Supplied records:

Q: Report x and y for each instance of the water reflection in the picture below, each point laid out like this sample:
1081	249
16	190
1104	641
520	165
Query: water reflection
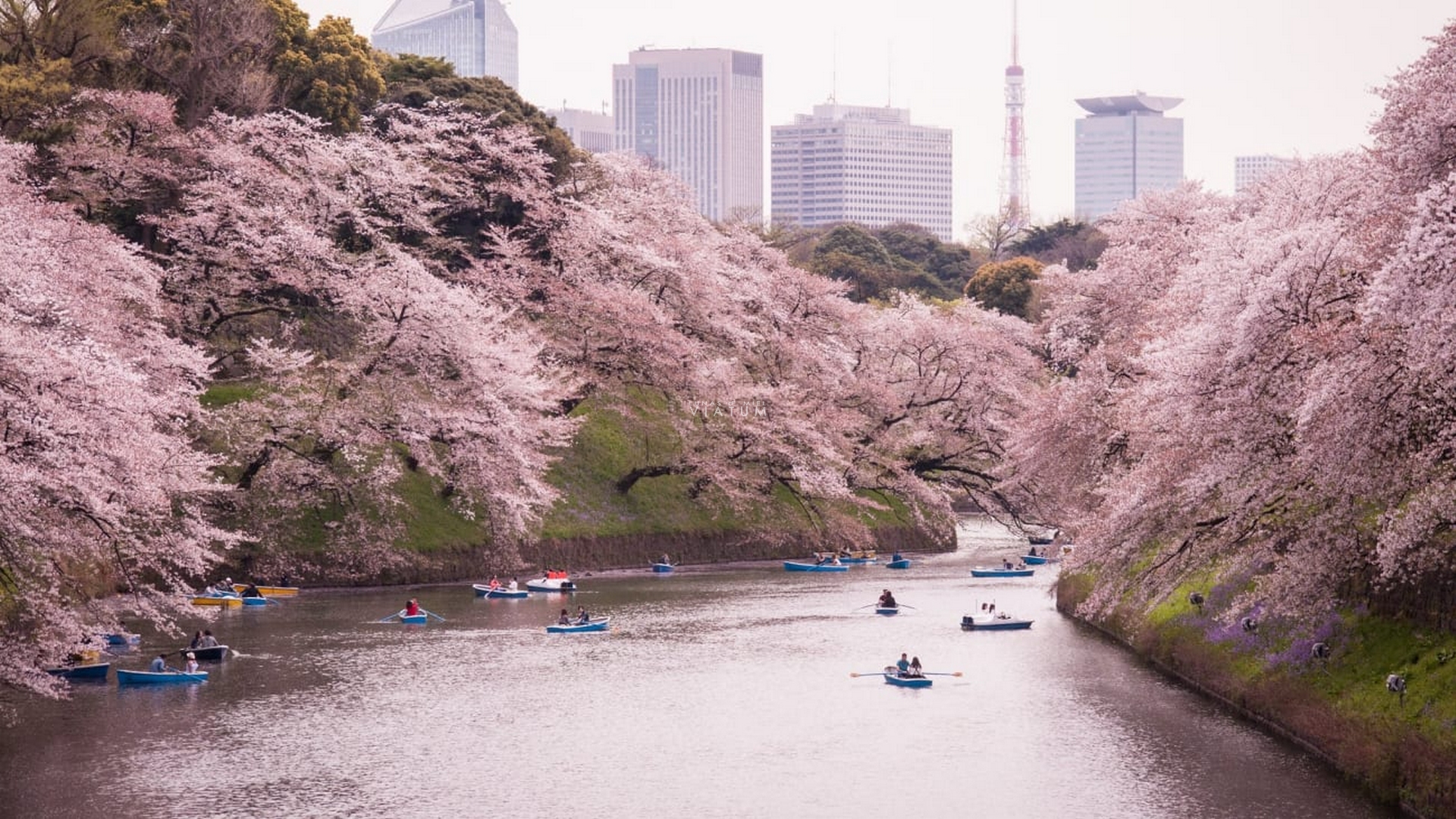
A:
...
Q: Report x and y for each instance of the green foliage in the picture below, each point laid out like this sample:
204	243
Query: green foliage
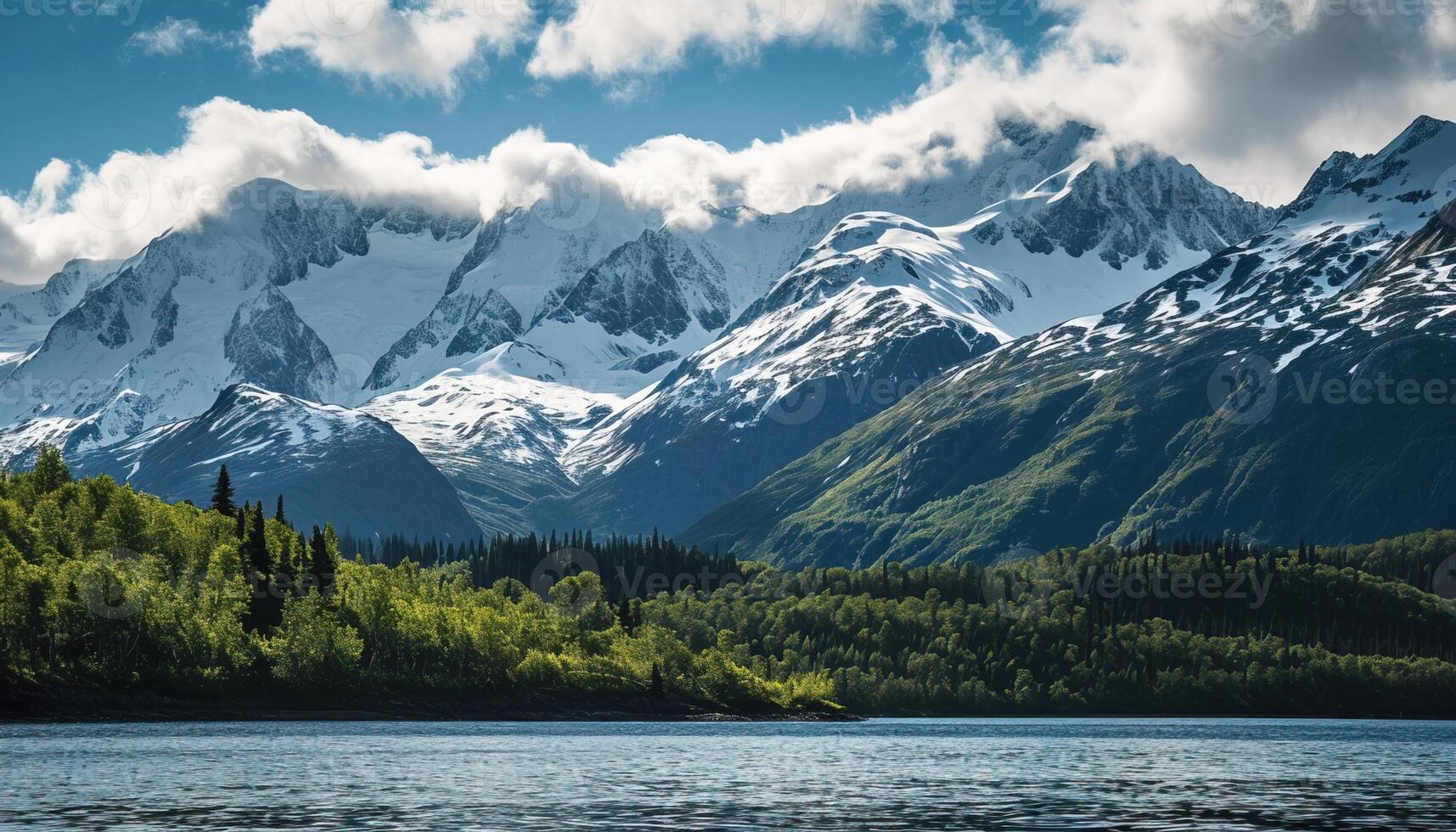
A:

Problem requirements:
Please extract each row above that contains the word "Report", treating uppercase and lowercase letters as different.

Response for this exercise:
Q: Report x and y for each instance of the water reflection in the picture below, each point laid out like this sample:
Q: Report x and y for each instance of the green foliage in the picture below, each point laid out like this sample:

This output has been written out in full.